--- START OF Quoted passage ---

The M50s quickly gained a reputation as good for static defense. But in 1968, they were sent on offense.
NVA and VC forces had dug into South Vietnamese cities during the Tet Offensive and were difficult to dislodge. The Ontos was brought in to root them out.
It proved to be a superb urban combat vehicle. At ranges of 300 to 500 yards, the recoilless rifles could knock holes in buildings for friendly infantry to enter or destroy a fixed enemy position in seconds.
Its speed and maneuverability meant it could conduct “shoot and scoot” attacks, arriving quickly, firing, and then retreating to safety to reload.
“If any single supporting arm is to be considered more effective than all others, it must be the 106 mm recoilless rifle, especially the M50 Ontos,” Col. Stanley S. Hughes, commander of the 1st Marines at Hue, said after the battle.
The M50s also proved their worth at Khe Sanh, repelling numerous human-wave attacks.
But the M50s did suffer from undeniable limitations.
It could only carry 24 rounds for its rifles, far fewer than most other tanks. Standing behind an M50 as it fired its recoilless rifles was also very hazardous because their backblast.
Its biggest problem was its thin armor, especially on the bottom. Anti-tank mines, used to great effect by the VC, blasted through the M50s easily.
The ammo storage setup, which put spare shells at the bottom of the vehicle beneath the rear door, didn’t help either. There was a high risk of secondary explosions after running over a mine or getting hit by rocket-propelled grenades.
The cramped interior, coupled with constant enemy fire in Hue, also took a toll on the crews, who still had to exit to reload. Then-Lt. Col. Ernest C. Cheatham noted during the battle that when crews “come out of those tanks … they looked like they were punch drunk.”
The Corps’ limited order of M50s also meant that as spare parts dwindled, Marines had to cannibalize some to keep others going.
By 1970, the M50s had been taken out of service. The ones that remained were sent home, where most were scrapped.

--- END OF Quoted passage ---

Problem A: Sum up the passage about the M50 Ontos in two sentences.

--- START OF Material to process ---

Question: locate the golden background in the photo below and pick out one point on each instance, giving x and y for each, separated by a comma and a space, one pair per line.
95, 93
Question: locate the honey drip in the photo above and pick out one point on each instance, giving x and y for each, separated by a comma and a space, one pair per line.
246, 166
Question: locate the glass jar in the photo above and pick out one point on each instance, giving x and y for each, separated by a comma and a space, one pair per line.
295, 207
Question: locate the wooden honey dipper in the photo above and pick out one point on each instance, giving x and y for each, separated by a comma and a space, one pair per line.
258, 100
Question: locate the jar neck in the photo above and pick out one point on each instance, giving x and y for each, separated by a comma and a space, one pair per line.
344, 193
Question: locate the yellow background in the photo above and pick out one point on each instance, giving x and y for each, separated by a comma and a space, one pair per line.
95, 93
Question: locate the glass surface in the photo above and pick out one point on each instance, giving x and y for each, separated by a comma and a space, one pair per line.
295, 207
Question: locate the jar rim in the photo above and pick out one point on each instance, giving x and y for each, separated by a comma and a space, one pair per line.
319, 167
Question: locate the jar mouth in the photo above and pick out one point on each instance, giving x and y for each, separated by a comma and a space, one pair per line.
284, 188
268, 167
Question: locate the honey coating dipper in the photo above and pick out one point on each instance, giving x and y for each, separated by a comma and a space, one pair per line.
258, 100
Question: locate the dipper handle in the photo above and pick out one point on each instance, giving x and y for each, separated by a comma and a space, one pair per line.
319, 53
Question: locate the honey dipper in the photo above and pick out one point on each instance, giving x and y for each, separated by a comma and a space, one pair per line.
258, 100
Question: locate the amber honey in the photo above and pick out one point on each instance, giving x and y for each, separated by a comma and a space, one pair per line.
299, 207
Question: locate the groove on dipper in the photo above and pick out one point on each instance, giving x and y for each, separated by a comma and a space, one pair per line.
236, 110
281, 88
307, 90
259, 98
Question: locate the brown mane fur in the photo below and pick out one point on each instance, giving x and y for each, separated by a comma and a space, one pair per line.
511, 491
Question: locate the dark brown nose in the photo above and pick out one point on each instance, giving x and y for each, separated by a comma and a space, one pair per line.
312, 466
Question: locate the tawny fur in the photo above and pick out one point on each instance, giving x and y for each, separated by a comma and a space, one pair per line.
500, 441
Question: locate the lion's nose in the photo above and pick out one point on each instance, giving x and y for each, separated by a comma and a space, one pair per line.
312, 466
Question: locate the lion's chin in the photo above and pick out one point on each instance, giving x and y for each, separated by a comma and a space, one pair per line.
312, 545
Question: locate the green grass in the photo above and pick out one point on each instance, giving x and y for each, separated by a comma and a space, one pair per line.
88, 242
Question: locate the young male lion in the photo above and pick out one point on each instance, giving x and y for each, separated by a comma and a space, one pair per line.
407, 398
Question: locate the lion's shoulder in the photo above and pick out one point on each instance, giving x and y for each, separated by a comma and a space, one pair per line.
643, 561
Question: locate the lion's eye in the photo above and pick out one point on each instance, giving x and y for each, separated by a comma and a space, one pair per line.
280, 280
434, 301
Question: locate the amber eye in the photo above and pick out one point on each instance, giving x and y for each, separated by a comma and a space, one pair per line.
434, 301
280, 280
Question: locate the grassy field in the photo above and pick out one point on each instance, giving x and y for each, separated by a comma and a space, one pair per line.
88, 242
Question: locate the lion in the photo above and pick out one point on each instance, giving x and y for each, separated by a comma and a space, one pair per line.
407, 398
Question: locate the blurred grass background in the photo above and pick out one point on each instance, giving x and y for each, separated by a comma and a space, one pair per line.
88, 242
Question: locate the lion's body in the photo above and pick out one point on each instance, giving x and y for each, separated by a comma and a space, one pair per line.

--- END OF Material to process ---

Problem B: Count how many lines of the records contain the string "dipper", and reply with that number alone.

Complete output A: During the 1968 Tet Offensive, the M50 Ontos was sent to root enemy forces out of South Vietnamese cities and proved a superb urban combat vehicle, and it also helped repel human-wave attacks at Khe Sanh. Its limited ammunition, dangerous backblast, thin armor, risky ammo storage, cramped interior and dwindling spare parts were real drawbacks, and by 1970 it had been taken out of service, with most of the remaining vehicles scrapped.

Complete output B: 5